Description of the task:
Only the pictures are to be dropped; return all other data below exactly.

Supplied material:
---

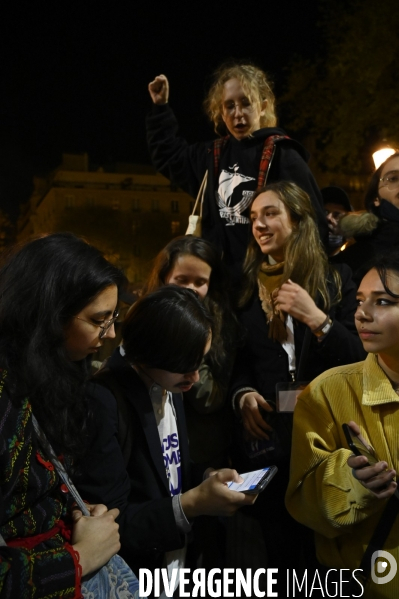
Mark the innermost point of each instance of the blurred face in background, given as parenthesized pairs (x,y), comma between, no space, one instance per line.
(333,214)
(388,188)
(190,272)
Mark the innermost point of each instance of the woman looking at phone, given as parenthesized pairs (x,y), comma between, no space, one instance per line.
(194,263)
(347,495)
(58,303)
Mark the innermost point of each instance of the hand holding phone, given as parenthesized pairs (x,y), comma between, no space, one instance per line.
(373,474)
(254,482)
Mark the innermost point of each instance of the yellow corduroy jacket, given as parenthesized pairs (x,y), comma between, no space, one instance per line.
(322,493)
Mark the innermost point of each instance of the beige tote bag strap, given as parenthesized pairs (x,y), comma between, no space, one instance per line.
(201,194)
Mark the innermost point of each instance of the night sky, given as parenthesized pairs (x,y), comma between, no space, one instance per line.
(75,79)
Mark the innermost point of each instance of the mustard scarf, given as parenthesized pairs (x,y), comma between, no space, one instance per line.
(270,277)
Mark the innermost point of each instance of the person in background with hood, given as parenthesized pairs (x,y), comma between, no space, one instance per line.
(240,103)
(336,205)
(375,230)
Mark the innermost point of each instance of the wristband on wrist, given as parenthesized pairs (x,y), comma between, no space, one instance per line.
(324,328)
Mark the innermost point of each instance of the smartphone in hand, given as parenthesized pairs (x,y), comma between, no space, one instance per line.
(254,482)
(359,446)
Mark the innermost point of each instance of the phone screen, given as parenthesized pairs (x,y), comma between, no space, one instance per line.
(251,480)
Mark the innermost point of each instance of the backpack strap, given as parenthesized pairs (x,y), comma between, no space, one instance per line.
(107,378)
(269,148)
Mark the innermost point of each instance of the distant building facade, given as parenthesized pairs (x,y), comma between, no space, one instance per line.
(129,215)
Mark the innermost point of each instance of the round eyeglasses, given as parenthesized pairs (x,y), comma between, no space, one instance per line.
(390,180)
(105,326)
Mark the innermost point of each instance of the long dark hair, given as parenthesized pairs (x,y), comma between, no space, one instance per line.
(372,190)
(217,299)
(168,329)
(42,285)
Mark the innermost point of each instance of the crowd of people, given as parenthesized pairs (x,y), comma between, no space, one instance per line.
(288,290)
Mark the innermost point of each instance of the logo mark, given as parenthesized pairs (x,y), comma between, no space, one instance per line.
(382,566)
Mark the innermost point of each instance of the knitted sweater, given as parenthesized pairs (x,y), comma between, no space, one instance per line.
(31,503)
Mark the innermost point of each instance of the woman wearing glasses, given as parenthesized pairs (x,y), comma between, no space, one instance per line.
(58,303)
(376,230)
(249,151)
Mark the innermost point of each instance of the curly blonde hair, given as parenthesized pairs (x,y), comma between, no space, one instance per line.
(256,85)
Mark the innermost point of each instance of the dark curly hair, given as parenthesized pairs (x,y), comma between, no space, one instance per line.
(217,301)
(43,284)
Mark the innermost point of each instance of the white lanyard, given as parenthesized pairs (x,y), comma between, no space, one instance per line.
(289,346)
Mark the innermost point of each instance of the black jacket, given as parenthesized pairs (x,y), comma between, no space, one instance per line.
(185,166)
(140,491)
(262,362)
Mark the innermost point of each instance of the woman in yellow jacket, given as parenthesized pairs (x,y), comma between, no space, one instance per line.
(338,495)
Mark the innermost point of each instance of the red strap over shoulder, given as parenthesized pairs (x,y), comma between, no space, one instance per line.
(267,154)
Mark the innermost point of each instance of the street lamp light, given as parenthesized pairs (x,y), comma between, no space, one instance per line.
(382,154)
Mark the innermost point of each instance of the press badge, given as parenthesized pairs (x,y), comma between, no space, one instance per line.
(287,395)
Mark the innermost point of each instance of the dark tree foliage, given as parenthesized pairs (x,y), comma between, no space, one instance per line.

---

Completed exercise:
Mark the innermost point of each instance of the blurred face in background, given as parenthesized pairs (x,y), comma between, no space, one instance per line.
(333,214)
(388,188)
(190,272)
Mark the innermost point of each instance of the woman looking at phone, given as parenthesized pairs (x,y), comma between, no space, one instance per line.
(194,263)
(347,495)
(58,303)
Mark the innermost point of each instance of the hand holding phone, given as parenthesized pairs (x,y), comma between, no space, one instance per line.
(373,474)
(254,482)
Mark the innermost point of each instance of the yellow corduroy jacket, given as parenthesized pairs (x,y), comma between, no space, one instance per line.
(322,493)
Mark the innermost point of each instance of the beige tote bag strap, given as parenthesized pairs (x,y), comma between, no space, one instance per line.
(201,194)
Mark the innermost point of each instance of the night sky, given as parenthesized pairs (x,y), comma between, no space, one instance per line.
(75,79)
Mark the innermost point of each instance of the mustard scarf, given as parenthesized pairs (x,y), comma between, no space, one instance per line.
(270,277)
Mark the innermost point of each instance of the person in background with hood, given as parenthesized pairs (x,y), comma between, no space, one instance per line.
(240,103)
(336,205)
(375,230)
Mark the innermost point of each instance of the wristband on wrist, given as parenthesized pairs (x,y), comma between, no space, one instance per line.
(324,328)
Mark the innermost point of each instance of the smartphone in hand, given as parenthesized pairs (x,y), comma between, no space, one instance per line.
(254,482)
(359,446)
Mark the innermost point of each instance of the phone screen, given as parenthesized pairs (x,y), comma between, no space, one instance per line.
(251,480)
Mark the innermost point of each instance of the backpack strap, given as parenthesized pairs (x,y), comma between, no space, one instance per line.
(107,378)
(269,148)
Mark the innermost point of each instance of the distant building facade, given as parenthesized pairs (x,y), comma between, no space, one instance per line.
(129,215)
Mark the innermost point of each instance of the round eyeglasses, given as parenthesized pairs (x,y), comma between, no space, one instance per line.
(390,180)
(105,326)
Mark the innermost point of each instance of the long dark hair, given as parenthesized pairs (x,y), comma between, no space, one instance per line.
(372,190)
(217,299)
(168,329)
(42,285)
Mark the innermost point of each instance of the crowd of people, given as parenthesized pairs (x,y), comma between, no space, one instance per line.
(288,290)
Mark the innermost point of each instance of the logo mark, given as parenthesized pairs (x,y), comma between, no space, one instance per line.
(382,566)
Mark the innermost point of each instance of the knitted sweater, given as parenthesized pairs (x,y), comma between, no space, one instance per line.
(31,503)
Mark the innermost point of each instance of the woman wearing glasses, given as parenthesized pairs (x,y), comma between, no space, one instance per line.
(58,303)
(376,230)
(249,151)
Mark the innermost point of each instance of the curly blonde hair, given as parenthesized pairs (x,y), comma between, no space, one instance per line.
(256,85)
Mark the innermost point of each instance of the dark curly hair, given as parenthesized pairs (x,y), comma between, no space, one instance per line.
(217,301)
(43,284)
Mark the innermost point of each instance of the white lanyard, given as parenthesized pairs (x,y), comma between, no space, one instance per line.
(289,346)
Mark the innermost point of each instance of the black jacket, given as parenthesized pairs (x,y), comma between, no space, one instance per line.
(185,166)
(140,491)
(262,362)
Mark the innermost point of each instance of the woman in yellow jacket, given as parenthesized pairs (x,y), comma between, no space, one instance per line.
(338,495)
Mark the innermost point of each instance of the red strap over shoulder, given as parenthesized pairs (x,y), comma between, no space, one instance per line.
(267,154)
Mark the innermost point of each instance of the street lamp light, given as parenthesized pairs (x,y), comma between, no space, one instance per line.
(382,154)
Mark the innermost point of each instance of the press badge, given as parenthesized pairs (x,y), comma between, no space, one instance per line.
(287,395)
Mark the innermost point of each instance of the dark tree foliage, given as parenthesized pairs (x,y), comma between, no space, one instance per line.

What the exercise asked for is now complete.